→ **Document**
::::

Par contre, les régulations interdisant la prostitution dans certaines zones sont encore en vigueur, et c’est toujours les femmes (ou hommes ou trans) en prostitution qui devront payer des amendes pour non-respect de cette loi. Les amendes vont de 250 à 500 Euros, et le non-paiement de ces amendes ou la récidive entraînent des peines de prison. Certaines régions ont passé des dispositions punissant le « racolage » concernant les acheteurs de sexe, donc ceux-ci peuvent être également pénalisés—et ce sont les juridictions municipales qui en décident—alors que l’interdiction de la prostitution dans certaines zones est une question fédérale. Les régulations de ce type sont très strictes à Munich, et elles sont strictement appliquées. Berlin n’a aucune régulation concernant les zones de prostitution, et le marché de la prostitution explose dans cette ville, tandis que la situation des prostituées y est très mauvaise.

::::

→ **Enregistrements à utiliser**
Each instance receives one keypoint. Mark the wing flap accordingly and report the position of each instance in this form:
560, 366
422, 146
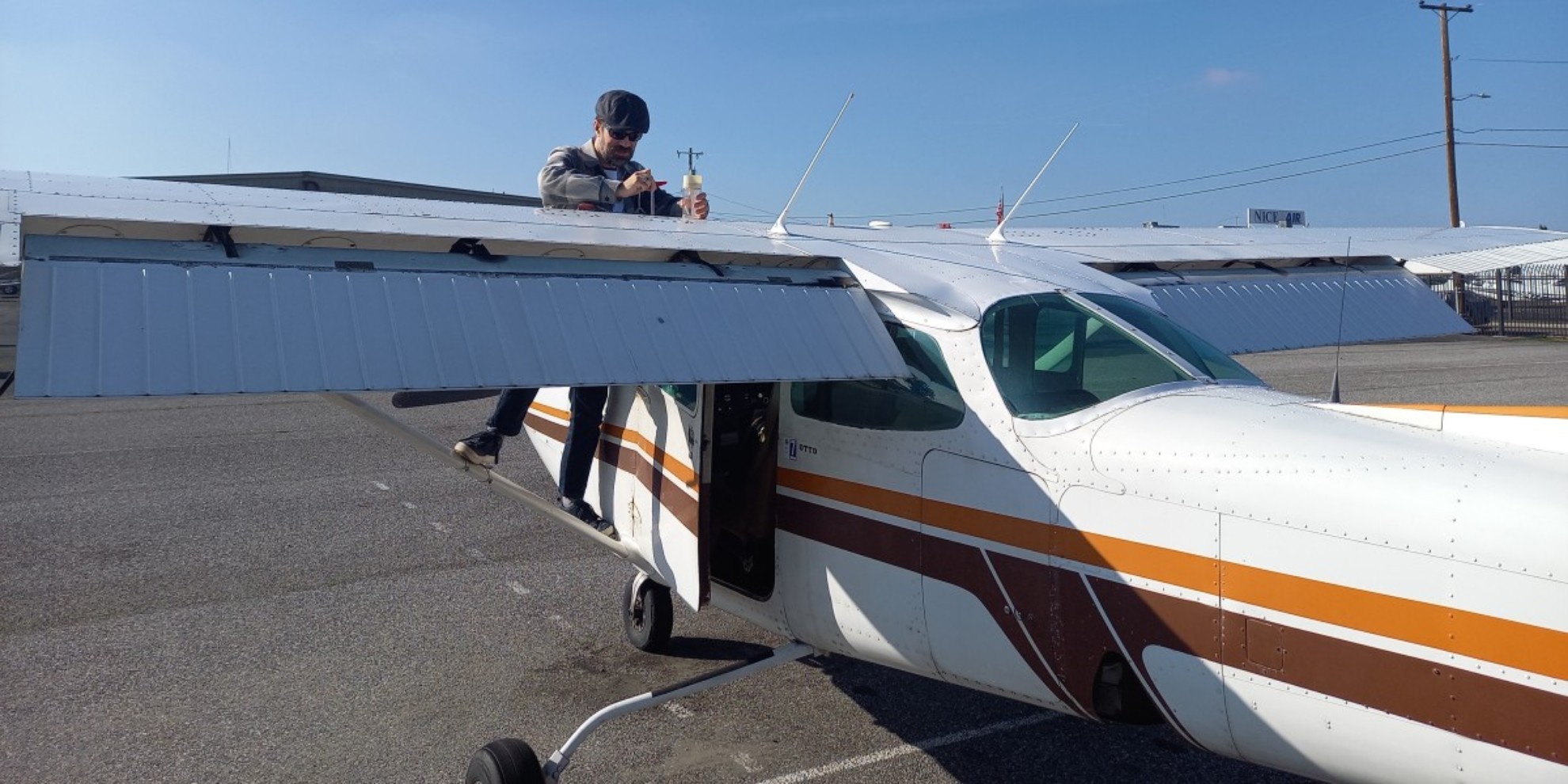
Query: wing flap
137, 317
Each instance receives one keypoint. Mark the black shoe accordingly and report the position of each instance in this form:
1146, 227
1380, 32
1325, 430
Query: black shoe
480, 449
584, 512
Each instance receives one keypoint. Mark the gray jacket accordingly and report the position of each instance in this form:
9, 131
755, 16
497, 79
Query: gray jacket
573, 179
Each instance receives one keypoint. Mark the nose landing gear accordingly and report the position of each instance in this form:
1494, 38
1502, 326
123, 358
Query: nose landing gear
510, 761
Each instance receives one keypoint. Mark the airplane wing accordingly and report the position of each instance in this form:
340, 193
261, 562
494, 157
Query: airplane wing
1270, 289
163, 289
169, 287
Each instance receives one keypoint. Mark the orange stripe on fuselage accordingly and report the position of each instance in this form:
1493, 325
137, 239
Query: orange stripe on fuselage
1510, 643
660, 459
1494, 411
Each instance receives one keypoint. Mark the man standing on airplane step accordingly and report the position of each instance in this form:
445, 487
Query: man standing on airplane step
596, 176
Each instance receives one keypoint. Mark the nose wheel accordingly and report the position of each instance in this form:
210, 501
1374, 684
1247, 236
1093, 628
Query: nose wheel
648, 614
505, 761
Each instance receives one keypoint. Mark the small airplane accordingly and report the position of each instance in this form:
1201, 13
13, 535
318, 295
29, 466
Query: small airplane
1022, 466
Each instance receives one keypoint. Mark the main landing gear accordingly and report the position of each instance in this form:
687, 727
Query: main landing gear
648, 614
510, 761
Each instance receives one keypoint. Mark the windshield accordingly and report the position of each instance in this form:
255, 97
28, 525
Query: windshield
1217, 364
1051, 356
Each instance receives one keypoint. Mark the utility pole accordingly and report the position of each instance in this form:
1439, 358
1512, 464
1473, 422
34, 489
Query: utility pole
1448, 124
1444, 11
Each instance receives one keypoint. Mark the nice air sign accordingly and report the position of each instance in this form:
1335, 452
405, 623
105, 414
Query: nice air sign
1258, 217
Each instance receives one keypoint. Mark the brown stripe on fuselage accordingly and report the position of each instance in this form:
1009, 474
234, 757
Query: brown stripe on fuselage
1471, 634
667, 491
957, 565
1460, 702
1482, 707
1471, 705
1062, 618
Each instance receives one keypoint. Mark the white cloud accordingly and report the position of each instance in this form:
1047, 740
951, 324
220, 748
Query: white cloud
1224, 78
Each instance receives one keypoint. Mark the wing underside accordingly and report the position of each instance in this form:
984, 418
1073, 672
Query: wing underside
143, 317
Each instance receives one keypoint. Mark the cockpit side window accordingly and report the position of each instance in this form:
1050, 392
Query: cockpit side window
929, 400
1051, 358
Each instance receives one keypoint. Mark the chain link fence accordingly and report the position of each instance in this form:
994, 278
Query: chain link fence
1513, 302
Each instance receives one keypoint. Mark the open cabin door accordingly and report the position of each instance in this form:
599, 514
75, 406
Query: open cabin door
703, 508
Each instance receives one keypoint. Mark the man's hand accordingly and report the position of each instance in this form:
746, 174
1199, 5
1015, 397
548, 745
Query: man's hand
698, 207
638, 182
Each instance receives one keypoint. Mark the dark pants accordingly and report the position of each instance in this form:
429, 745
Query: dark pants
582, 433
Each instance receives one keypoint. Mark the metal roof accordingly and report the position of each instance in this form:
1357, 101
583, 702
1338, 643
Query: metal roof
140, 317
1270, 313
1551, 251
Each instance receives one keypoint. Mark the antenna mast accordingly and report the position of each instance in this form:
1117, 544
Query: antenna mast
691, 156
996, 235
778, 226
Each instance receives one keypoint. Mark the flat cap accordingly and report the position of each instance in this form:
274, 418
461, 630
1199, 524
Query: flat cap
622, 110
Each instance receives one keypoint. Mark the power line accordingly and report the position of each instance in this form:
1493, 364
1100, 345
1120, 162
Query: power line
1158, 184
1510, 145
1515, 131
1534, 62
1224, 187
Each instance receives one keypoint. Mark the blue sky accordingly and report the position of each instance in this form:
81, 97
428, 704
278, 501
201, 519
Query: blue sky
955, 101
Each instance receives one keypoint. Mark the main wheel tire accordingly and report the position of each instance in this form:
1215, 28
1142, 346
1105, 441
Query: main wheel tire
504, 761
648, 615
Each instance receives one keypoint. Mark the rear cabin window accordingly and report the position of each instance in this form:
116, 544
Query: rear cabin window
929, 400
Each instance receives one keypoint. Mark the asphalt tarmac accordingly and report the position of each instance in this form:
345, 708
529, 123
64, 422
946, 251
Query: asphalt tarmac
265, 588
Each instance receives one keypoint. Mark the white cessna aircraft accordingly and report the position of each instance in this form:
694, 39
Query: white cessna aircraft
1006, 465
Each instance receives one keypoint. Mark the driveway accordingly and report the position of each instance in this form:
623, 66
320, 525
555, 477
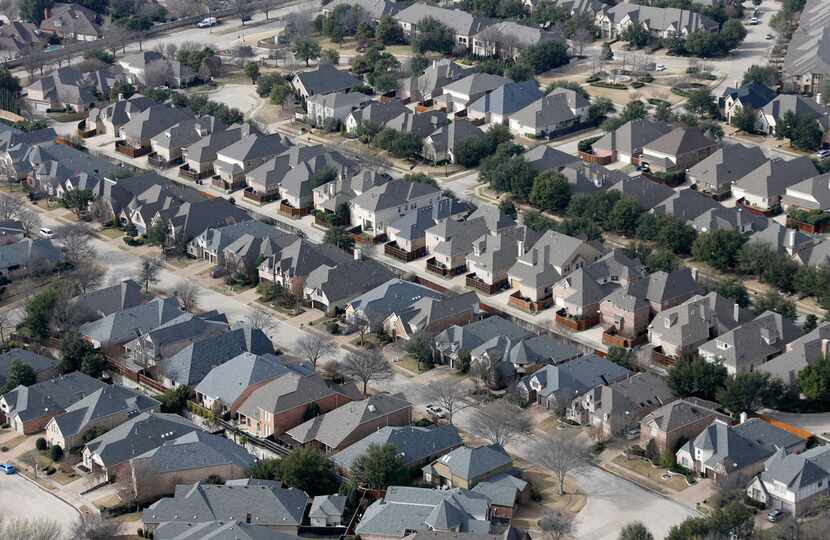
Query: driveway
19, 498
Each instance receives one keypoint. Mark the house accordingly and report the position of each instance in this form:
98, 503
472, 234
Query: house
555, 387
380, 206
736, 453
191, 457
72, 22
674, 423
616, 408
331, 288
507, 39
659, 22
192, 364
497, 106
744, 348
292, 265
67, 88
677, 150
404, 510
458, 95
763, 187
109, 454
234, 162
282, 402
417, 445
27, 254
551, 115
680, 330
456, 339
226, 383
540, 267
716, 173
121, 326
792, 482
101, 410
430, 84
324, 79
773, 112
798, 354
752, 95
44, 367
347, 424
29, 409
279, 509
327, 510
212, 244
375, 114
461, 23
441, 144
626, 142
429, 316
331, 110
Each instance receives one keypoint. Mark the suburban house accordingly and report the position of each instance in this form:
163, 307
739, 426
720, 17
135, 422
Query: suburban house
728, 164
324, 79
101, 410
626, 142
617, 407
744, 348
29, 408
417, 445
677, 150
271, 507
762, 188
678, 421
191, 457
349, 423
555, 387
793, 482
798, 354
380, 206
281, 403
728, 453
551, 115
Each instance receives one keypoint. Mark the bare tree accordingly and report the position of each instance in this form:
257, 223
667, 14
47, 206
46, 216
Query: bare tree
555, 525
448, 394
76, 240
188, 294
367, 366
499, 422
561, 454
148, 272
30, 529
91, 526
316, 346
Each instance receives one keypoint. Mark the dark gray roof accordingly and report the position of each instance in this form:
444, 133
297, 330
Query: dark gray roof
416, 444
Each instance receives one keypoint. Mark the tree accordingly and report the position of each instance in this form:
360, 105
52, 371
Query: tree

::::

→ **Tâche donnée 1**
D'après le document, combien coûtent les amendes infligées pour non-respect des zones où la prostitution est interdite ?
→ **Tâche donnée 2**
Relevez chaque ligne des enregistrements où figure le mot « nice ».
Les enregistrements n'ont aucun rapport avec le document.

→ **Réponse 1**
Elles vont de 250 à 500 euros.

→ **Réponse 2**
Each instance receives one keypoint. Mark the nice air sign accordingly and report the position of each instance in this form:
Query: nice air sign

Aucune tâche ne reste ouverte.